◆ **YOUR GOAL**
What is needed is an exact copy of the lines from the one containing "Where in the photo above can the dirt" through the final line of the material below.

◆ **RECORDED INFORMATION**
= Beginning of Section =

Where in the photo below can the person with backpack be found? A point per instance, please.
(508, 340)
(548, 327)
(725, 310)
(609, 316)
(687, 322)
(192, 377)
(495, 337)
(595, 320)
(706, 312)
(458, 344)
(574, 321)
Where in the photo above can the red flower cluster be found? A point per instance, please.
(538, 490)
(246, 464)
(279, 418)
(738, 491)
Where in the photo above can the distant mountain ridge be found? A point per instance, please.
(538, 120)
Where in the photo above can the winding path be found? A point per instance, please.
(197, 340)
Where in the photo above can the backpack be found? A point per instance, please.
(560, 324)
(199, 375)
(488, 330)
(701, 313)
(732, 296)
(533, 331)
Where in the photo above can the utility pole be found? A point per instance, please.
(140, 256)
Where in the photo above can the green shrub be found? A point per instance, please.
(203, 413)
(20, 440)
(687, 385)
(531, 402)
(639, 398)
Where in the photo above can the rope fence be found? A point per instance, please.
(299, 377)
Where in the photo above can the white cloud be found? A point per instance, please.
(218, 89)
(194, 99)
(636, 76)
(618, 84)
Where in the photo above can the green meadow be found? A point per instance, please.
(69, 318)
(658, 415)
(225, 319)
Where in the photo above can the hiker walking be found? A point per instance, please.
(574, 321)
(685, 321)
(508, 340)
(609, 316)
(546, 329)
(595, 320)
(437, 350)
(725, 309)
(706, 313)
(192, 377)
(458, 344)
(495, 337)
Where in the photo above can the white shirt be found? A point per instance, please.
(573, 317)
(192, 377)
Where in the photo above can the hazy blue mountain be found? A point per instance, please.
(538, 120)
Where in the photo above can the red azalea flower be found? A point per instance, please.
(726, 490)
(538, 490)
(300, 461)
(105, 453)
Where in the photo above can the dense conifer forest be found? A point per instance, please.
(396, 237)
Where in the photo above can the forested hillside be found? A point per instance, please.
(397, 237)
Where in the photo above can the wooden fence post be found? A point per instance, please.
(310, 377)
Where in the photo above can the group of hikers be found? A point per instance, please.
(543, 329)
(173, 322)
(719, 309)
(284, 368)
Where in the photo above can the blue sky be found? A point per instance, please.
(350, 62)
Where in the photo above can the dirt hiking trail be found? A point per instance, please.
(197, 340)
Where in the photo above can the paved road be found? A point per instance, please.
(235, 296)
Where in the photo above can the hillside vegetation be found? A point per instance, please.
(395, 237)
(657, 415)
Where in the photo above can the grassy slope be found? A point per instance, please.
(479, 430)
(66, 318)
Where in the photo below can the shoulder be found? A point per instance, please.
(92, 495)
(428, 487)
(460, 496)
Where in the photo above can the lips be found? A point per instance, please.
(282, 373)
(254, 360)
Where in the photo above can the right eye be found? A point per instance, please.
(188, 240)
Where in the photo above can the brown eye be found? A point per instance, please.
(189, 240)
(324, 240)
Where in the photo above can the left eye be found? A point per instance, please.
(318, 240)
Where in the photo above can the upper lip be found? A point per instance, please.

= End of Section =

◆ **RESPONSE**
Where in the photo above can the dirt hiking trail be found? A point per instance, please.
(197, 340)
Where in the photo above can the paved road be found? A point per instance, please.
(235, 296)
Where in the photo above can the hillside vegetation be found? A point per instance, please.
(395, 237)
(657, 415)
Where in the photo above can the grassy slope be found? A point per instance, please.
(479, 430)
(66, 318)
Where in the photo below can the shoulder be found? A point per instance, please.
(92, 495)
(428, 487)
(460, 496)
Where in the photo above can the lips be found? A point per instance, please.
(282, 373)
(254, 360)
Where in the photo above can the right eye be found? A point per instance, please.
(188, 240)
Where in the photo above can the brown eye be found? A point per instance, please.
(189, 240)
(324, 240)
Where in the photo above can the left eye be found? A point per instance, please.
(318, 240)
Where in the photo above can the upper lip be found? A point per instance, please.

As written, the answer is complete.